◆ **Passage to read**
Disinformation, Financial Pressures, and Misplaced Balance: A Reporter Describes the Systemic Forces That Work against the Story of Climate Change Being Accurately Told
Gelbspan, Ross, Nieman Reports
One central fact--as simple as it is overwhelming--informs the current understanding of global climate change: To allow our inflamed climate to stabilize requires worldwide cuts in our use of coal and oil of about 70 percent. This is the 10-year-old consensus finding of more than 2,000 scientists from 100 countries reporting to the United Nations' Intergovernmental Panel on Climate Change--the largest, most rigorously peer-reviewed scientific collaboration in history.
To act on climate stabilization in the way that science guides us threatens the survival of the coal and oil industries that constitute one of the biggest commercial enterprises in history. Conversely, the findings of most scientists who study this issue indicate that a failure to address this issue rapidly and comprehensively threatens the continuity of a coherent civilization. (Already visible are some financial stresses that show up in the escalating losses by some of the world's property insurers.) Yet despite its scope and potential consequences, global climate change is probably the most underreported story.
Instead, stories about aspects of global climate change should be in newspapers at least three times a week and on radio and TV newscasts more frequently, too. In addition to reporting about its science, the climate issue involves the emergence of extreme weather events (debates about increasing strength of hurricanes is just one example), technology developments, oil industry movements, terrorism and national security, economic stability, diplomatic tensions, and significant policy differences between many state governments and the administration in Washington.
Why Climate Change Isn't Covered Well
Looking at how the news business works, however, there are several reasons why this is happening.

[Coordinate annotation rows]
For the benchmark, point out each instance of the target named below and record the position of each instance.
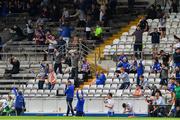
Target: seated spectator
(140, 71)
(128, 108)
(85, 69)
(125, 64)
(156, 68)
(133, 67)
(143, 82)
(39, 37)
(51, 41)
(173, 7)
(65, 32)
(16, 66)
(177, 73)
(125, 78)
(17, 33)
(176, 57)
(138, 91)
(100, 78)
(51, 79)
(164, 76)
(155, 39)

==

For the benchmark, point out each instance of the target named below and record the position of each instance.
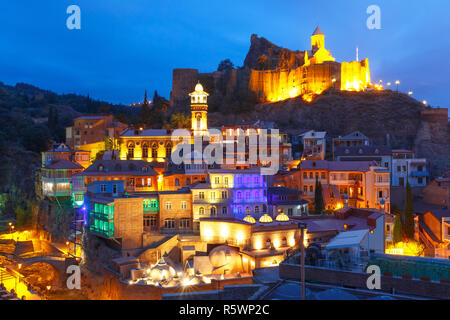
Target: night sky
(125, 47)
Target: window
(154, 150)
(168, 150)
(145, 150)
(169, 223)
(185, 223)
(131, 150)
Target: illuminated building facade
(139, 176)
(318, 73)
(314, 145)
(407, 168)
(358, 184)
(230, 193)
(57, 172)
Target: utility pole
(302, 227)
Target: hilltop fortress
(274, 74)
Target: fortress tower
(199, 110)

◆ **Written tasks**
**1)** According to the article on climate change coverage, by about how much must worldwide use of coal and oil be cut for the climate to stabilize?
**2)** Return each line of the rows that contains the word "fortress".

◆ **Solutions to the exercise**
**1)** About 70 percent.

**2)**
Target: hilltop fortress
Target: fortress tower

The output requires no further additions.